- DESCRIPTION OF THE TASK -
Write the line that includes "Practice step: label each instance of the church steeple" and all subsequent lines, exactly as written, and nothing more.

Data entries

[BEGIN]

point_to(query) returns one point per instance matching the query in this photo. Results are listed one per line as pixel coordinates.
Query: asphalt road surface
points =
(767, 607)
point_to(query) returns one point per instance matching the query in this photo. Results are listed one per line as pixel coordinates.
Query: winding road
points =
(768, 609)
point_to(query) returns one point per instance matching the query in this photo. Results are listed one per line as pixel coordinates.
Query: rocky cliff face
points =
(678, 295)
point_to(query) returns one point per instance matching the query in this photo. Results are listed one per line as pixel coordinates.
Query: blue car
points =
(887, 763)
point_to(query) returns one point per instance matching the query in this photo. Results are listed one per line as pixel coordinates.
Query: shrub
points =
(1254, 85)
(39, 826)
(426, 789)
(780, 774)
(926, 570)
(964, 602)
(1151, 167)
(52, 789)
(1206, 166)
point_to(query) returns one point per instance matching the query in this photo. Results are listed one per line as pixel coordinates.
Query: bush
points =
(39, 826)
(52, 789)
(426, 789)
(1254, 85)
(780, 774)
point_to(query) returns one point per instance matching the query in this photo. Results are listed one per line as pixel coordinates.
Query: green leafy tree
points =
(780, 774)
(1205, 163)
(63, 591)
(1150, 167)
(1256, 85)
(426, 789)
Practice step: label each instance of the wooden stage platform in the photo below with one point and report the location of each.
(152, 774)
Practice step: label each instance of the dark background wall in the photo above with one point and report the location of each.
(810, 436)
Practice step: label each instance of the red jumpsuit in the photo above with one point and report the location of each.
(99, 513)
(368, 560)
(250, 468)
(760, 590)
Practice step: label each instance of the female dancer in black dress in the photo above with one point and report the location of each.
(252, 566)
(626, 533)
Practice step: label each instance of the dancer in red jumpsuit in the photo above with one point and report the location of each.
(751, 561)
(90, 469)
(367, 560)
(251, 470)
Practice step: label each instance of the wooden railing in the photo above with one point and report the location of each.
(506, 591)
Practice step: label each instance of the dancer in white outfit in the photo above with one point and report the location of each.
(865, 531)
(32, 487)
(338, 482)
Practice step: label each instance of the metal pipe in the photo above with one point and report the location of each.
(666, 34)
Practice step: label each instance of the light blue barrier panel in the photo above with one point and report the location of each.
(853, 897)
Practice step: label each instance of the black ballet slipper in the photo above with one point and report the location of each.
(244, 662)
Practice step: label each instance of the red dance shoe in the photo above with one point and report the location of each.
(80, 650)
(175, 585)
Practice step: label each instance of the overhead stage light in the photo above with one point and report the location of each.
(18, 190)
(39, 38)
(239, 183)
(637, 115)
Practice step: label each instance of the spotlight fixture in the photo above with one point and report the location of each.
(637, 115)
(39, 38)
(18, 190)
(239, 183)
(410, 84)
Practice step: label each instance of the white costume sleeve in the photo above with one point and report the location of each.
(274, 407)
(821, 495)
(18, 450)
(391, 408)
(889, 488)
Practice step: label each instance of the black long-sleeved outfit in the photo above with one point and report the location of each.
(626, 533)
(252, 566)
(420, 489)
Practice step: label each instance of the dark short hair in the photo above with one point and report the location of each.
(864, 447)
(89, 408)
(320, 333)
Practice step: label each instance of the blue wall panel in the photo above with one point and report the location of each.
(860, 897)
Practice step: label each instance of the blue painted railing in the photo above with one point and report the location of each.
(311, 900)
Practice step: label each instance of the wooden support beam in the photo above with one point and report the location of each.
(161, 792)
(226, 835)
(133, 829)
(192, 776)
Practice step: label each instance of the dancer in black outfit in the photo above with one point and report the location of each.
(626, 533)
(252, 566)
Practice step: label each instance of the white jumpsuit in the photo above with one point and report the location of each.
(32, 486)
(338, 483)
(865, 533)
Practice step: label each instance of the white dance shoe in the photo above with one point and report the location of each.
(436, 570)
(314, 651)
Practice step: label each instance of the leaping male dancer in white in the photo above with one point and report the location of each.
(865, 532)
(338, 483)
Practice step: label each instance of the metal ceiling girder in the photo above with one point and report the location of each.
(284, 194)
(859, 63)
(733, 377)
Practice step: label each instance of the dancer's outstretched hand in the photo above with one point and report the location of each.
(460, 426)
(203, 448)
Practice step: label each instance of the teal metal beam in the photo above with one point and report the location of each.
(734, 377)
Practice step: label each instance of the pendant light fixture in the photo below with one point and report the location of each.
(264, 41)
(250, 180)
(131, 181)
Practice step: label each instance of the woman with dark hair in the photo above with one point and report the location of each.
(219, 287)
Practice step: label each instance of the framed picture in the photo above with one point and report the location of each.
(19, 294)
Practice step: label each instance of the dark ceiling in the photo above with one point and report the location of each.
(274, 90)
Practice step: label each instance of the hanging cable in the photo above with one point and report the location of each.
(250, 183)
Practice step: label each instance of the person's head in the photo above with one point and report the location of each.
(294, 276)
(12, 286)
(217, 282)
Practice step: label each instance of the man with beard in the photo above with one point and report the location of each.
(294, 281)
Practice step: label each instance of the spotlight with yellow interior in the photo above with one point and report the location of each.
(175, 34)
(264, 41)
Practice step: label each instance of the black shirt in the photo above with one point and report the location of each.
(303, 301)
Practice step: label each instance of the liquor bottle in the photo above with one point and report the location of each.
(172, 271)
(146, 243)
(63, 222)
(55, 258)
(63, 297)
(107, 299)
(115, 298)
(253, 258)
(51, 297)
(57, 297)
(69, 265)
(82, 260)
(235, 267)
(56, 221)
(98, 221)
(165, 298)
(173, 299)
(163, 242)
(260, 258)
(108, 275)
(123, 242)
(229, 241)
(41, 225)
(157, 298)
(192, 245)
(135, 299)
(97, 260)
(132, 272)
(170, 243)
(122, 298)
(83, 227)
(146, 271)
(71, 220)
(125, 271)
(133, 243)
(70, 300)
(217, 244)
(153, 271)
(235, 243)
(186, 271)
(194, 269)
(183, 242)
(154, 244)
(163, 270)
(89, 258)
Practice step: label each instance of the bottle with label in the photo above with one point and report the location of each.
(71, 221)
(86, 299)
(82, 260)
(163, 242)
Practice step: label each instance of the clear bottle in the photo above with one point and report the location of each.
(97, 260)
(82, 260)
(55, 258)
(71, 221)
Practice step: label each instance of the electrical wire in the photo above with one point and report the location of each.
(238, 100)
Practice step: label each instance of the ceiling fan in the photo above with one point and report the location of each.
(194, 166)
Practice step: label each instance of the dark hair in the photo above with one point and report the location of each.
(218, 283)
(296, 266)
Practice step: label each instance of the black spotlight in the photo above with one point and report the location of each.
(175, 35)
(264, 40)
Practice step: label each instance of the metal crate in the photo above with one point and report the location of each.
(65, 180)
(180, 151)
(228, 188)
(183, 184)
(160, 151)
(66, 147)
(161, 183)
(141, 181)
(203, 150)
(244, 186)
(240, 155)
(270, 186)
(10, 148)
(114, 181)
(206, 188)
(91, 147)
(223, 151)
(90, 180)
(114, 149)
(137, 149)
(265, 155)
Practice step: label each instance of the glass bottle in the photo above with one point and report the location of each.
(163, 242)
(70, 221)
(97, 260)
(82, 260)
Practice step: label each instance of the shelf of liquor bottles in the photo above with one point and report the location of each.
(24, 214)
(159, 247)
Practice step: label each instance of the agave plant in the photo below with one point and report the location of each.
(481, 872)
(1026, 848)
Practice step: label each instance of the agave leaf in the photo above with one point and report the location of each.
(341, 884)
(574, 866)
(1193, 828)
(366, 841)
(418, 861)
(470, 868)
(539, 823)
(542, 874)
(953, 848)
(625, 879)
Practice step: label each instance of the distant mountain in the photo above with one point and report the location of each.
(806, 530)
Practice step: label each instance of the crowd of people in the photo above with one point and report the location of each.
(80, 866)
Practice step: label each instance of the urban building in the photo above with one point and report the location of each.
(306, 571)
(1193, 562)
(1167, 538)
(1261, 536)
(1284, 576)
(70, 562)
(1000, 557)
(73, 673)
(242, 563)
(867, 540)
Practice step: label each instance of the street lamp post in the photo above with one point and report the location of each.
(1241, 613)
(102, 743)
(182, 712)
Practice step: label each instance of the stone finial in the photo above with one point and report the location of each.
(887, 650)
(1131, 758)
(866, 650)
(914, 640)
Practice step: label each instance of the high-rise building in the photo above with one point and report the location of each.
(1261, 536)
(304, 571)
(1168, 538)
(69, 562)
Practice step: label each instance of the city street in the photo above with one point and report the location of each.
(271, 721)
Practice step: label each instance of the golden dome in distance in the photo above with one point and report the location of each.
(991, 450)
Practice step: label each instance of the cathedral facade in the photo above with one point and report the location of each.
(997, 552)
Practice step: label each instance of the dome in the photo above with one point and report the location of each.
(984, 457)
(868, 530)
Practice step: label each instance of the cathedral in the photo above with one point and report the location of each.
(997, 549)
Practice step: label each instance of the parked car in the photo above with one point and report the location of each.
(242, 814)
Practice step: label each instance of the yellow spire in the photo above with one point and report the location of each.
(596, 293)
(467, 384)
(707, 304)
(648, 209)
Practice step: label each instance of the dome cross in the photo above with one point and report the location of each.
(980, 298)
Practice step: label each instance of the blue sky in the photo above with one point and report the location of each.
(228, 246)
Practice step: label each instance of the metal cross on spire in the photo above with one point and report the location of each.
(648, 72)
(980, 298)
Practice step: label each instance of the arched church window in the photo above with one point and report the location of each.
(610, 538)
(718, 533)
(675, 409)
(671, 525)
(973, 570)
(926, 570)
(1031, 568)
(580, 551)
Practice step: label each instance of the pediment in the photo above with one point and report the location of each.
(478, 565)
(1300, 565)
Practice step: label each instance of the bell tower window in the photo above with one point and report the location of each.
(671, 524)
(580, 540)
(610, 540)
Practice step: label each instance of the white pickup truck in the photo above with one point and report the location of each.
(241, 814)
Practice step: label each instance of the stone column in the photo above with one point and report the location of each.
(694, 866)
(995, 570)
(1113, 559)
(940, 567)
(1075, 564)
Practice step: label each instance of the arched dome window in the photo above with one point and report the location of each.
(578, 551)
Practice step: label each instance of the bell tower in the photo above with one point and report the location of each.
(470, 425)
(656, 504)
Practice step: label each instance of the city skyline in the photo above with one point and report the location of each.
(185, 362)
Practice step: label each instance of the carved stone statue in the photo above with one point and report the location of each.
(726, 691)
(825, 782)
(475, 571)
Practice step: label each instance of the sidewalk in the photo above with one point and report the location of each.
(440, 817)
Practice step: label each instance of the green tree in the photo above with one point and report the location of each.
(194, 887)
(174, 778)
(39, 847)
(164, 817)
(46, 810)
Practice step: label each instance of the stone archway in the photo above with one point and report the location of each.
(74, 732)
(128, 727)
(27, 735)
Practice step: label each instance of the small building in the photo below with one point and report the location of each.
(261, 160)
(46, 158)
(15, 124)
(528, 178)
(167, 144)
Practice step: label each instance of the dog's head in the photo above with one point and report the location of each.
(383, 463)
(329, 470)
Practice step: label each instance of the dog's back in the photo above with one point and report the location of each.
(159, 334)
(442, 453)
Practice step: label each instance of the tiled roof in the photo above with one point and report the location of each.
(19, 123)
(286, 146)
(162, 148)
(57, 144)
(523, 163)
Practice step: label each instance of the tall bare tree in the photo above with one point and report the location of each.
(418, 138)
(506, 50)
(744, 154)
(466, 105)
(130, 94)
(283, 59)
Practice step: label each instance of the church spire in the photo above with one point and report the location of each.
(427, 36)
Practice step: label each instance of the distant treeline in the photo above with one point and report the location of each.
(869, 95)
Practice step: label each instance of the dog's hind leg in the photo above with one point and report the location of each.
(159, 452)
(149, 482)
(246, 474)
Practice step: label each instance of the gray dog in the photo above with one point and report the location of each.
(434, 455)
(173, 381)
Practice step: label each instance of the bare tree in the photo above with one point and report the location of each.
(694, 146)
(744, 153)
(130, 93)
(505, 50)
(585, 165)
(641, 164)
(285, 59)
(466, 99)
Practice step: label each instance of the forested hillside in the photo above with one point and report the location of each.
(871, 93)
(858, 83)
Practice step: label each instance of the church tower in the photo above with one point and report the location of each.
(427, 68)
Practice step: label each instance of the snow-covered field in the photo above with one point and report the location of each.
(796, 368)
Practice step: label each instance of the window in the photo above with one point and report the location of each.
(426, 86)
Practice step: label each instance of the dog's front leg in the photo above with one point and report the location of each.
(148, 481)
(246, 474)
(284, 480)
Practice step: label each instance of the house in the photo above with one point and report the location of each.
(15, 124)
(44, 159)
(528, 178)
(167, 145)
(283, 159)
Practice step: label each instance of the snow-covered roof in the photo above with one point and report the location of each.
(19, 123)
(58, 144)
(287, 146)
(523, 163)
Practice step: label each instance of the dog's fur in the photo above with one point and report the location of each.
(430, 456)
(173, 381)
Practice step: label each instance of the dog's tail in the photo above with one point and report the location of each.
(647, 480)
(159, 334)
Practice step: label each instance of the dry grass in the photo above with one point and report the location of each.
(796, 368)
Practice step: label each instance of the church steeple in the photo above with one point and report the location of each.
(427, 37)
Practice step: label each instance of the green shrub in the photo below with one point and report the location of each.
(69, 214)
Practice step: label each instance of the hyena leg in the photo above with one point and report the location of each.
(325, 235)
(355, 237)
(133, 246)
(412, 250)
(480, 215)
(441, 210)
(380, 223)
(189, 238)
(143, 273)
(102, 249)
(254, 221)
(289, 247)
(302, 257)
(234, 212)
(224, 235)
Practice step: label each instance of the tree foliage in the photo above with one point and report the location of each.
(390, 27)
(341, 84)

[END]

- WRITTEN ANSWER -
Practice step: label each instance of the church steeple in the photo above with one point and report the location of each.
(427, 37)
Practice step: label each instance of the green shrub in the photo below with one point and report the location of each.
(69, 214)
Practice step: label each instance of the hyena leg in the photo above with one point and report the location of each.
(325, 235)
(355, 237)
(133, 246)
(412, 250)
(480, 215)
(441, 210)
(380, 223)
(189, 238)
(143, 273)
(102, 249)
(254, 221)
(289, 247)
(302, 257)
(234, 212)
(224, 235)
Practice step: label each instance of the tree foliage in the photo above with one point and report the location of each.
(390, 27)
(341, 84)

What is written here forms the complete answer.